**Text segment**
______________________________
Interview with Angela Rifo (ILC2019)

The main points:

  • The emergence and recognition of a new right at the international level: the right to a workplace free of violence and harassment;
  • The scope of the instrument, which includes the world of work in its entirety rather than only the physical space of the workplace;
  • Endorsement of the role of freedom of association and collective bargaining in ensuring protection of this right;
  • Elimination of language referring to workers’ and employers’ representatives as victims and perpetrators of violence, which removes the potential for employers to attack the right to strike.

PSI delegation to the Standard Setting Committee on Violence and Harassment in the World of Work

From left to right: Karely Gante, STUNAM, Mexico; Angela Rifo, ANEF, Chile; Viviana García, FESPROSA, Argentina; Verónica Montúfar, PSI; Julián Corrales, ADEA, Colombia.
______________________________
**Available data**
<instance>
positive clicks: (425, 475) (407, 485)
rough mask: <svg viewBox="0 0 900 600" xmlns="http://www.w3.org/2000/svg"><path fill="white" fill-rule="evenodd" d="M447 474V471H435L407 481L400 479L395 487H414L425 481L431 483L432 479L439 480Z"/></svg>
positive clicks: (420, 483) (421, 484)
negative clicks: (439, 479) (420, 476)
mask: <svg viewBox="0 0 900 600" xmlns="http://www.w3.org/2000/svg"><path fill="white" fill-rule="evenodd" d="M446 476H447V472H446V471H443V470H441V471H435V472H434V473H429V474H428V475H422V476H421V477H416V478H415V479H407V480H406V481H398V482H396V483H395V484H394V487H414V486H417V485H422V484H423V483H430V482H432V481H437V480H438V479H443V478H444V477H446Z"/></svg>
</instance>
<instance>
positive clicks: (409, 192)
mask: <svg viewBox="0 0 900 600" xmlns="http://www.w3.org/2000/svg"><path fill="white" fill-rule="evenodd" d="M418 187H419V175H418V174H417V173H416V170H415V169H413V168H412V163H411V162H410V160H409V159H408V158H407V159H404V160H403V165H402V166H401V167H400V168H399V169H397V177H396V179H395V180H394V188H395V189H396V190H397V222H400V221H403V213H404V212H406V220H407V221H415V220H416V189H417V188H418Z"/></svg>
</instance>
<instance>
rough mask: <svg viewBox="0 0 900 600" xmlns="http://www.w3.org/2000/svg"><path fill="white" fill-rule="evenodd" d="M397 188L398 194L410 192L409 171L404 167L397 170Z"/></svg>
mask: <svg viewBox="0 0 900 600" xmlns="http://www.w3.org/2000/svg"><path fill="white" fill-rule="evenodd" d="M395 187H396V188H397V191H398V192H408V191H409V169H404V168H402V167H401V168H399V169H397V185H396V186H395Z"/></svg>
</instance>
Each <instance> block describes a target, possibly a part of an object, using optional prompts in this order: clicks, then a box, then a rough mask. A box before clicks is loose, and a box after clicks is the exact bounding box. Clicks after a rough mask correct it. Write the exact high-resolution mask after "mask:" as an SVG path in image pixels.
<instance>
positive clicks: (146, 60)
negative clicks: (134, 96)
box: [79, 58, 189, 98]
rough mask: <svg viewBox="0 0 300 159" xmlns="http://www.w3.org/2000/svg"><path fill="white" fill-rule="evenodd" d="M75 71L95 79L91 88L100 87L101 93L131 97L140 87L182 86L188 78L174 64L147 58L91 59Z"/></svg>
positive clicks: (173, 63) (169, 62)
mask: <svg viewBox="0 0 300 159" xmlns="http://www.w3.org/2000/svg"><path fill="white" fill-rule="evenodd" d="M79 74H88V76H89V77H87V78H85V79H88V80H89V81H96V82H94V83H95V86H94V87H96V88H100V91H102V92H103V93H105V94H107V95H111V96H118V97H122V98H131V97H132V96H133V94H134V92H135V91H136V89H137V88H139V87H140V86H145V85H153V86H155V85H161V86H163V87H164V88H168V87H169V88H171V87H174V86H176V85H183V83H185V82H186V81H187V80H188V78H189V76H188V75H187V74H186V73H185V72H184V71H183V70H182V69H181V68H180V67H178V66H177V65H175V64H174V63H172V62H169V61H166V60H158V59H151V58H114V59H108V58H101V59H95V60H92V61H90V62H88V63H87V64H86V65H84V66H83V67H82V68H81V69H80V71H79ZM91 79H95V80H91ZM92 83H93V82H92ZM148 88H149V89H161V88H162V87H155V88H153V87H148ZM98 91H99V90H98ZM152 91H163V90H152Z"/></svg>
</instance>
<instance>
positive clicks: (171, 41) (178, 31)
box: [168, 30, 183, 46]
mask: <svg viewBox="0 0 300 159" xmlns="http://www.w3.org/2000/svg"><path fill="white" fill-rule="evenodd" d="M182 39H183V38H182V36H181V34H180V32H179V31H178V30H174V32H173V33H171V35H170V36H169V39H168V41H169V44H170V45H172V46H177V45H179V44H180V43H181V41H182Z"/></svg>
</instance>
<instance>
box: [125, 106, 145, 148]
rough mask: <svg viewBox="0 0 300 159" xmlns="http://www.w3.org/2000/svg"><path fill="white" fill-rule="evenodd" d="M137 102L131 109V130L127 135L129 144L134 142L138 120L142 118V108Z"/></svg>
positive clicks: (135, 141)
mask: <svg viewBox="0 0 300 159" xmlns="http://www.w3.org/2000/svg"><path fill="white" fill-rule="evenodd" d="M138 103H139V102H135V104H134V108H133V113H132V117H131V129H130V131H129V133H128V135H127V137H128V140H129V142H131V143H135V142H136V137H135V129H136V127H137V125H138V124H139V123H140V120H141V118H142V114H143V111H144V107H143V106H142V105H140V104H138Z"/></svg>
______________________________
**Explore the material**
[a] Can you duplicate the part of the interview summary starting at "Interview with Angela" and ending at "Corrales, ADEA, Colombia."?
[b] Which lines of the records contain the string "positive"? Gather each one.
The interview summary and the records come from unrelated sources.

**Solution list**
[a]
Interview with Angela Rifo (ILC2019)

The main points:

  • The emergence and recognition of a new right at the international level: the right to a workplace free of violence and harassment;
  • The scope of the instrument, which includes the world of work in its entirety rather than only the physical space of the workplace;
  • Endorsement of the role of freedom of association and collective bargaining in ensuring protection of this right;
  • Elimination of language referring to workers’ and employers’ representatives as victims and perpetrators of violence, which removes the potential for employers to attack the right to strike.

PSI delegation to the Standard Setting Committee on Violence and Harassment in the World of Work

From left to right: Karely Gante, STUNAM, Mexico; Angela Rifo, ANEF, Chile; Viviana García, FESPROSA, Argentina; Verónica Montúfar, PSI; Julián Corrales, ADEA, Colombia.

[b]
positive clicks: (425, 475) (407, 485)
positive clicks: (420, 483) (421, 484)
positive clicks: (409, 192)
positive clicks: (146, 60)
positive clicks: (173, 63) (169, 62)
positive clicks: (171, 41) (178, 31)
positive clicks: (135, 141)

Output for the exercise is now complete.